# Task material
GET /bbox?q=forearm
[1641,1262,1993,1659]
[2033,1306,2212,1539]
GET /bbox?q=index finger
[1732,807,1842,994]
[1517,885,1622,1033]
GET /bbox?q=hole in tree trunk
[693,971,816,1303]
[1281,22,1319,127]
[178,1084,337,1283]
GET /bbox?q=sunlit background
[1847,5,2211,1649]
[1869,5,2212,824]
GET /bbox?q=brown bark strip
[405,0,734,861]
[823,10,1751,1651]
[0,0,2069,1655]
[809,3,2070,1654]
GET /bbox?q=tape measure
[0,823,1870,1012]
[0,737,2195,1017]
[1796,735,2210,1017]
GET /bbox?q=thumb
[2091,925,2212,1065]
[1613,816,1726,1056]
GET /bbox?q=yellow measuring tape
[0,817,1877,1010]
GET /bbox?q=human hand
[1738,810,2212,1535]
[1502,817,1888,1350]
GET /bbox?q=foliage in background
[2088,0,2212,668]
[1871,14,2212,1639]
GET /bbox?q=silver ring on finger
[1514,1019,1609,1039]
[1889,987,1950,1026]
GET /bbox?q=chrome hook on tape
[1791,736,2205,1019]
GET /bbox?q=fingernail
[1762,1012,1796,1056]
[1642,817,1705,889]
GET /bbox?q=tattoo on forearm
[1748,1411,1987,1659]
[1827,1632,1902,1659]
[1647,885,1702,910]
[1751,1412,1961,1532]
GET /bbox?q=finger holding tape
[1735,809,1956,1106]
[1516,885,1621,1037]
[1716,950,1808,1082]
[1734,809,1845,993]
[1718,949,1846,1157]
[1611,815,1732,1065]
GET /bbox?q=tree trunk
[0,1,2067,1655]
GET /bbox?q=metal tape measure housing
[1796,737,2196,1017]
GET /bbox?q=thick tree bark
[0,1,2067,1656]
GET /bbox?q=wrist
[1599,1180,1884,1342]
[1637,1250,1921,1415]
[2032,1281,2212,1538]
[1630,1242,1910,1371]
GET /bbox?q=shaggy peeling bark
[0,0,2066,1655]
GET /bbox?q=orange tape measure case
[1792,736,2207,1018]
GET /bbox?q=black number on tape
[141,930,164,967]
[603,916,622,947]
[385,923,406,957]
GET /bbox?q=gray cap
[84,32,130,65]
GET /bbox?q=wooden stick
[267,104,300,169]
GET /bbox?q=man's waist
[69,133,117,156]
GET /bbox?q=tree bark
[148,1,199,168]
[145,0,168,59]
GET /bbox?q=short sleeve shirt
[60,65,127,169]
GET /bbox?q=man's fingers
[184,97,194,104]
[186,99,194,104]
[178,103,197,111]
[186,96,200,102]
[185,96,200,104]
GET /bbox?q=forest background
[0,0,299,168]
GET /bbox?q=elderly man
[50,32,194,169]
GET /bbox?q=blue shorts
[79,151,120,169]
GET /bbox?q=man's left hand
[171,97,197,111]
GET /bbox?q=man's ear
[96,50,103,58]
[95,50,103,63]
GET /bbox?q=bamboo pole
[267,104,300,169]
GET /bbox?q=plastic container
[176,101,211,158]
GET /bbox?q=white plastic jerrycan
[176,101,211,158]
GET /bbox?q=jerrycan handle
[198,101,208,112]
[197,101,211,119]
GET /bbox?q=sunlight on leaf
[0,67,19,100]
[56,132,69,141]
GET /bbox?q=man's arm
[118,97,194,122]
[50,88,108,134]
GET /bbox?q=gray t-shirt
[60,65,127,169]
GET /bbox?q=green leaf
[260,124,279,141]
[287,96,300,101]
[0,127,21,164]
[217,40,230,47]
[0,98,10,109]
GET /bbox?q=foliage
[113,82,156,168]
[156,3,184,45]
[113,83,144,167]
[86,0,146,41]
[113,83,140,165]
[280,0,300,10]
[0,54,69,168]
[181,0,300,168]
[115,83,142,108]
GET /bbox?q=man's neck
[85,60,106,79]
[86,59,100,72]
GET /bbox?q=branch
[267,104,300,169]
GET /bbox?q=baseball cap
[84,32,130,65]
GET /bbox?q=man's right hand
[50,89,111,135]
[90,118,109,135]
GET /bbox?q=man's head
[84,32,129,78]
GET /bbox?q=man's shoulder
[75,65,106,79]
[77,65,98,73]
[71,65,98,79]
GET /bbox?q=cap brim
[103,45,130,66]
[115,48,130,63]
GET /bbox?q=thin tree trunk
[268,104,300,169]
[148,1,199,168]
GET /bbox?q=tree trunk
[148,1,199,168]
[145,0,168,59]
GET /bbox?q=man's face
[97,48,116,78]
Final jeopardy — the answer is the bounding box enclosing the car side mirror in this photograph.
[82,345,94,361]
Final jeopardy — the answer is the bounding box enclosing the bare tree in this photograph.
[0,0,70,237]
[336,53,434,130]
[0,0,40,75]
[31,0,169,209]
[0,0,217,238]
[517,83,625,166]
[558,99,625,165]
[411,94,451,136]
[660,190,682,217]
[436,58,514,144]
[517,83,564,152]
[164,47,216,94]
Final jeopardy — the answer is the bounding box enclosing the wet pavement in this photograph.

# What this task involves
The entire listing should be repeated with no line missing and no word altered.

# Task answer
GET /bbox?q=forearm
[1641,1262,1993,1659]
[2033,1306,2212,1539]
GET /bbox?q=index finger
[1732,807,1842,994]
[1517,885,1622,1033]
GET /bbox?q=hole in tree trunk
[693,971,816,1303]
[1281,22,1319,127]
[178,1084,337,1283]
GET /bbox?q=sunlit background
[1847,5,2211,1649]
[1869,5,2212,824]
GET /bbox?q=brown bark strip
[405,0,734,861]
[823,10,1751,1651]
[0,0,2069,1655]
[809,3,2070,1654]
GET /bbox?q=tape measure
[0,823,1870,1012]
[0,737,2195,1017]
[1796,735,2210,1017]
GET /bbox?q=thumb
[2091,925,2212,1065]
[1613,816,1726,1056]
GET /bbox?q=yellow measuring tape
[0,817,1877,1010]
GET /bbox?q=human hand
[1738,810,2212,1535]
[1502,817,1888,1350]
GET /bbox?q=foliage in background
[2088,0,2212,668]
[1871,14,2212,1639]
GET /bbox?q=silver ring on finger
[1514,1019,1609,1039]
[1889,987,1950,1026]
GET /bbox?q=chrome hook on tape
[1791,736,2205,1019]
GET /bbox?q=fingernail
[1762,1012,1796,1056]
[1642,817,1705,889]
GET /bbox?q=tattoo on forearm
[1748,1411,1987,1659]
[1827,1632,1902,1659]
[1647,885,1702,910]
[1751,1412,1961,1532]
GET /bbox?q=finger holding tape
[1735,809,1956,1106]
[1516,885,1621,1037]
[1716,950,1808,1082]
[1734,809,1845,993]
[1718,949,1846,1157]
[1611,815,1732,1065]
GET /bbox?q=tree trunk
[0,1,2067,1655]
GET /bbox?q=metal tape measure housing
[1796,737,2196,1017]
GET /bbox?q=thick tree bark
[0,1,2067,1656]
GET /bbox?q=wrist
[1599,1180,1884,1342]
[1637,1250,1921,1415]
[2032,1281,2212,1538]
[1630,1242,1910,1371]
GET /bbox?q=shaggy peeling bark
[0,0,2066,1655]
GET /bbox?q=orange tape measure case
[1792,736,2207,1018]
GET /bbox?q=black number on tape
[141,930,164,967]
[603,916,622,947]
[385,923,406,957]
GET /bbox?q=gray cap
[84,32,130,65]
GET /bbox?q=wooden stick
[267,104,300,169]
GET /bbox?q=man's waist
[69,133,117,156]
GET /bbox?q=tree bark
[148,1,199,168]
[145,0,168,59]
GET /bbox?q=short sleeve shirt
[60,65,127,169]
GET /bbox?q=man's fingers
[184,97,194,104]
[186,99,194,104]
[178,103,197,111]
[186,96,200,102]
[185,96,200,104]
GET /bbox?q=forest background
[0,0,299,168]
GET /bbox?q=elderly man
[50,32,194,169]
GET /bbox?q=blue shorts
[79,151,120,169]
GET /bbox?q=man's left hand
[171,97,197,111]
GET /bbox?q=man's ear
[96,50,103,58]
[95,50,103,63]
GET /bbox?q=bamboo pole
[267,104,300,169]
GET /bbox?q=plastic container
[176,101,211,158]
GET /bbox?q=white plastic jerrycan
[176,101,211,158]
GET /bbox?q=jerrycan handle
[198,101,208,112]
[197,101,211,119]
GET /bbox?q=sunlight on leaf
[0,67,19,100]
[56,132,69,141]
GET /bbox?q=man's arm
[118,97,194,122]
[50,88,108,134]
GET /bbox?q=gray t-shirt
[60,65,127,169]
GET /bbox?q=green leaf
[260,124,279,141]
[287,96,300,101]
[0,127,21,164]
[217,40,230,47]
[0,98,10,109]
GET /bbox?q=foliage
[113,82,156,168]
[156,3,184,45]
[113,83,144,167]
[86,0,146,41]
[113,83,140,165]
[280,0,300,10]
[0,54,69,168]
[181,0,300,168]
[115,83,142,108]
GET /bbox?q=man's neck
[85,60,106,79]
[86,59,100,72]
GET /bbox?q=branch
[267,104,300,169]
GET /bbox?q=baseball cap
[84,32,130,65]
GET /bbox?q=man's right hand
[50,89,111,135]
[90,118,109,135]
GET /bbox?q=man's head
[84,32,129,78]
GET /bbox?q=man's shoulder
[75,65,106,79]
[77,65,98,73]
[71,65,98,79]
GET /bbox?q=cap brim
[103,45,130,66]
[115,48,130,63]
GET /bbox?q=thin tree trunk
[268,104,300,169]
[148,1,199,168]
GET /bbox?q=tree trunk
[148,1,199,168]
[145,0,168,59]
GET /bbox?q=man's face
[97,48,116,78]
Final jeopardy — the answer is the bounding box enclosing the car side mirror in this photograph.
[82,345,94,361]
Final jeopardy — the answer is the bounding box enclosing the bare tree in this photograph.
[0,0,70,237]
[336,53,434,130]
[0,0,40,75]
[31,0,169,209]
[0,0,217,238]
[517,83,625,166]
[558,99,625,165]
[411,94,451,136]
[660,190,682,217]
[436,58,514,144]
[517,83,564,152]
[164,47,216,94]
Final jeopardy — the answer is the bounding box enclosing the wet pavement in this photograph.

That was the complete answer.